== TEKS YANG DITAMPILKAN ==
■ ■ ■ ■

Kota Malang, Blok-a.com – Teater Hampa Indonesia Universitas Negeri Malang berani tampil beda pada pentas produksinya yang sudah ke 31 ini. Selama dua hari, mulai Sabtu, 11 November 2023 hingga Minggu (12/11/2023) malam, mereka mementaskan naskah “Melawen” yang pekat dengan unsur suku Dayak.
“Untuk unsur Kebudayaan di naskah pementasannya, saya buat naskah itu terinspirasi cerita rakyat dari Kalimantan Tengah, dalam alur cerita, dialog, latar belakang tokoh, tempat, suasana dan dalam peng-adeganan semua saya masukkan unsur-unsur ciri khas Suku Dayak,” beber sutradara, Melany Putri.
Dalam pementasan tersebut, Melany juga memasukkan dialog bahasa dayak. Unsur tersebut juga terlihat ketika adegan tokoh Intan, sang anak bersama sang ibunya, yang dipanggil Indung.
Pada kedua tokoh tersebut,latar belakangnya dari keluarga penari yang berhasil membawakan adegan menari Tari Enggang. Tari tersebut adalah tarian tradisional dari Suku Dayak.

■ ■ ■ ■

== INSTRUKSI TUGAS ==
a) Tuliskan kembali tanpa perubahan bagian berita tentang pementasan "Melawen" di atas, dimulai dari "Kota Malang, Blok-a.com" dan diakhiri dengan "yang dipanggil Indung.".
b) Lanjutkan berita tentang pementasan "Melawen" mulai dari titik berita itu berhenti.

■ ■ ■ ■

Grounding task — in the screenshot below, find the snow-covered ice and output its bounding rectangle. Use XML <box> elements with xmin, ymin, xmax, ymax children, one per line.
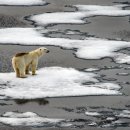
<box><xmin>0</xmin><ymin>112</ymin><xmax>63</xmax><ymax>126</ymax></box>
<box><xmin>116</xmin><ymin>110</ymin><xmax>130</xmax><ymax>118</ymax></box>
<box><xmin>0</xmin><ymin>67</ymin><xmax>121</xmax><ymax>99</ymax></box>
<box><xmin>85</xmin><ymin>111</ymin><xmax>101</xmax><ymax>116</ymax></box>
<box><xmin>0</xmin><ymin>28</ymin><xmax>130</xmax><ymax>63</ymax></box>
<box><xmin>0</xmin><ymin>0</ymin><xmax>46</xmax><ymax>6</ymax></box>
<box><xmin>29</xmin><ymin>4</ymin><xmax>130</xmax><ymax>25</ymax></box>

■ ■ ■ ■

== JAWABAN TUGAS ==
a)
Kota Malang, Blok-a.com – Teater Hampa Indonesia Universitas Negeri Malang berani tampil beda pada pentas produksinya yang sudah ke 31 ini. Selama dua hari, mulai Sabtu, 11 November 2023 hingga Minggu (12/11/2023) malam, mereka mementaskan naskah “Melawen” yang pekat dengan unsur suku Dayak.
“Untuk unsur Kebudayaan di naskah pementasannya, saya buat naskah itu terinspirasi cerita rakyat dari Kalimantan Tengah, dalam alur cerita, dialog, latar belakang tokoh, tempat, suasana dan dalam peng-adeganan semua saya masukkan unsur-unsur ciri khas Suku Dayak,” beber sutradara, Melany Putri.
Dalam pementasan tersebut, Melany juga memasukkan dialog bahasa dayak. Unsur tersebut juga terlihat ketika adegan tokoh Intan, sang anak bersama sang ibunya, yang dipanggil Indung.

b)
Dalam aspek tata panggung, teater ini juga memakai rumah panggung khas Kalimantan sebagai inspirasi. Serta memadukan warna khas Dayak yaitu merah, hitam, kuning. Begitu juga di konsep untuk tata cahaya pertunjukan.
“Untuk detail kostum dan make up juga menggunakan pemakaian kirip untuk properti tari, bulu ruai, cawet dan masih banyak lagi yang diambil dari ciri khas Suku Dayak,” beber dia.
Proses kreatif juga dilakukan dalam sisi musik. Dimana mereka membuat lagu untuk pementasan menggunakan alat musik tradisional Kalimantan yaitu Sapek & Japen, Bahkan pementasan Malawen ini pun sampai perlu memakai 4 buah Sapek agar melekatkan budaya Dayak.
“Dalam semua unsur pementasan saya, teman-teman Teater Hampa Indonesia berusaha menciptakan euforia pementasan semaksimal mungkin agar teman-teman penonton yang belum ada kesempatan main ke Kalimantan pun bisa merasakan gambaran kebudayaan Kalimantan saat menonton pementasan Malawen ini,” lanjut mahasiswi asli Kalimantan Timur ini.
Tidak mudah menggandengkan kebudayaan Kalimantan Timur, khususnya suku Dayak, pada para aktor. Pasalnya, semua aktor berasal dari pulau Jawa. Diperlukan perkenalan, penyesuaian, pembelajaran serta pemahaman untuk aktor ke dalam naskah. Dia mengaku, hal itu memerlukan proses yang panjang.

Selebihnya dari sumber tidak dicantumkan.